* Records for the exercise:

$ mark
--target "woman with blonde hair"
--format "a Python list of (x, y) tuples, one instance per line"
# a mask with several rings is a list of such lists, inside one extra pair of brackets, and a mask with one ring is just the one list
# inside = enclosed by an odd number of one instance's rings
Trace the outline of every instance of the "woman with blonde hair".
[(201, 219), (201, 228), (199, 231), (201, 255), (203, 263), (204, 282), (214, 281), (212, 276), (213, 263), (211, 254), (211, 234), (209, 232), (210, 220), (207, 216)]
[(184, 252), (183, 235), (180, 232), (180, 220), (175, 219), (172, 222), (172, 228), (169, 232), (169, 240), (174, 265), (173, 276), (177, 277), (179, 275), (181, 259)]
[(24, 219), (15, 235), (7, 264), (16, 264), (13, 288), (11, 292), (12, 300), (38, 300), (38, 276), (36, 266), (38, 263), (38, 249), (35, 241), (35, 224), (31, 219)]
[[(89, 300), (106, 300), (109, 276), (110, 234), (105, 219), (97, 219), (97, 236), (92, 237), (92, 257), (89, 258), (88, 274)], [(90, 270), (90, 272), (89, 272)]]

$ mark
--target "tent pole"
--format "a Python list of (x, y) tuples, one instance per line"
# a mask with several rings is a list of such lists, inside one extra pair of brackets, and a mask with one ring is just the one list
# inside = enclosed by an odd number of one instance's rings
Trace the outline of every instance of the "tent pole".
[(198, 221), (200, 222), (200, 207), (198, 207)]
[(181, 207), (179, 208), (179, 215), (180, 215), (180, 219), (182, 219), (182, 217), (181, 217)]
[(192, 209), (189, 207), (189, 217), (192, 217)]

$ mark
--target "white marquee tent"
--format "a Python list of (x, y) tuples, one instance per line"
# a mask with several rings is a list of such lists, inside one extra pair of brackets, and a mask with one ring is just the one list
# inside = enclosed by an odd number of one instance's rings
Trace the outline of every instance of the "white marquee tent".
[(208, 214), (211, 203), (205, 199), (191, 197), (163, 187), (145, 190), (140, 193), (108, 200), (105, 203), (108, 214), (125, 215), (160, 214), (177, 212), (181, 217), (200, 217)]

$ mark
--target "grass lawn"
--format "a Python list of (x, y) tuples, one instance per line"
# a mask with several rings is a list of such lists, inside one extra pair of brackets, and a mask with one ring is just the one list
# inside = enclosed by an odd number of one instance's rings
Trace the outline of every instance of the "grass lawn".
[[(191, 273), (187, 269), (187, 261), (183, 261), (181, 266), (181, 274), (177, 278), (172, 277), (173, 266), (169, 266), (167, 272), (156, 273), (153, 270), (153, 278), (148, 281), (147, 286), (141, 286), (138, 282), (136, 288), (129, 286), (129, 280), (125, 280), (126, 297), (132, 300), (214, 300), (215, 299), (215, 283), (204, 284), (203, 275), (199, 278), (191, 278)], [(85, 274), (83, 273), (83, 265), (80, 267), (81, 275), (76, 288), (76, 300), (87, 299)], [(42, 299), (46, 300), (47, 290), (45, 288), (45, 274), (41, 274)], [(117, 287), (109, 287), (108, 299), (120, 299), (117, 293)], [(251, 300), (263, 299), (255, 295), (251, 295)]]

* The task:
A precise copy of the whole listing is the expected answer.

* Answer box:
$ mark
--target "woman with blonde hair"
--format "a Python list of (x, y) tuples, one instance per line"
# a mask with several rings is a list of such lists, inside one extra pair of brackets, and a mask with one ring is just the one list
# inside = enclosed by an odd number of one instance's rings
Trace the outline of every instance of the "woman with blonde hair".
[(201, 219), (201, 228), (199, 231), (201, 255), (203, 263), (204, 282), (214, 281), (212, 276), (213, 263), (211, 254), (211, 234), (209, 232), (210, 220), (207, 216)]
[(184, 252), (183, 235), (180, 232), (180, 220), (175, 219), (172, 222), (172, 228), (169, 232), (169, 240), (174, 265), (173, 276), (177, 277), (179, 275), (181, 259)]
[(24, 219), (15, 235), (7, 264), (16, 264), (13, 288), (11, 292), (12, 300), (38, 300), (38, 276), (36, 266), (38, 263), (38, 249), (35, 241), (35, 224), (31, 219)]
[[(89, 300), (106, 300), (109, 276), (110, 234), (105, 219), (97, 219), (97, 236), (92, 237), (92, 257), (89, 258), (88, 274)], [(90, 270), (90, 272), (89, 272)]]

$ mark
--target "tent pole"
--format "a Python list of (x, y) tuples, one instance per line"
# a mask with several rings is a list of such lists, inside one extra pair of brackets, and a mask with one ring is just the one list
# inside = enclosed by an odd number of one instance's rings
Trace the outline of every instance of the "tent pole".
[(198, 221), (200, 222), (200, 207), (198, 207)]
[(181, 207), (179, 208), (179, 215), (180, 215), (180, 219), (182, 219), (182, 217), (181, 217)]
[(192, 209), (189, 207), (189, 217), (192, 217)]

$ mark
--target "white marquee tent"
--format "a Python list of (x, y) tuples, one instance per line"
# a mask with several rings is a list of such lists, inside one extra pair of brackets, and a mask with one ring is just the one list
# inside = enclosed by an odd number of one instance's rings
Trace the outline of every instance of the "white marquee tent".
[(208, 214), (211, 203), (205, 199), (191, 197), (163, 187), (145, 190), (140, 193), (108, 200), (105, 203), (108, 214), (125, 215), (160, 214), (177, 212), (181, 217), (200, 217)]

$ mark
--target "grass lawn"
--format "a Python list of (x, y) tuples, one instance per line"
# a mask with several rings is a list of such lists, inside one extra pair of brackets, and a mask with one ring is just the one list
# inside = enclosed by an odd number of one instance's rings
Trace the outline of every instance of the "grass lawn".
[[(191, 273), (187, 269), (187, 261), (183, 261), (181, 266), (181, 274), (177, 278), (172, 277), (173, 266), (169, 266), (167, 272), (156, 273), (153, 270), (153, 278), (148, 281), (147, 286), (141, 286), (138, 282), (136, 288), (129, 286), (129, 280), (125, 280), (126, 297), (132, 300), (214, 300), (215, 299), (215, 283), (204, 284), (203, 275), (199, 278), (191, 278)], [(85, 274), (83, 273), (83, 265), (80, 267), (81, 275), (76, 288), (76, 300), (87, 299)], [(42, 299), (46, 300), (47, 290), (45, 288), (45, 274), (41, 274)], [(117, 287), (109, 287), (108, 299), (120, 299), (117, 293)], [(251, 300), (263, 299), (255, 295), (251, 295)]]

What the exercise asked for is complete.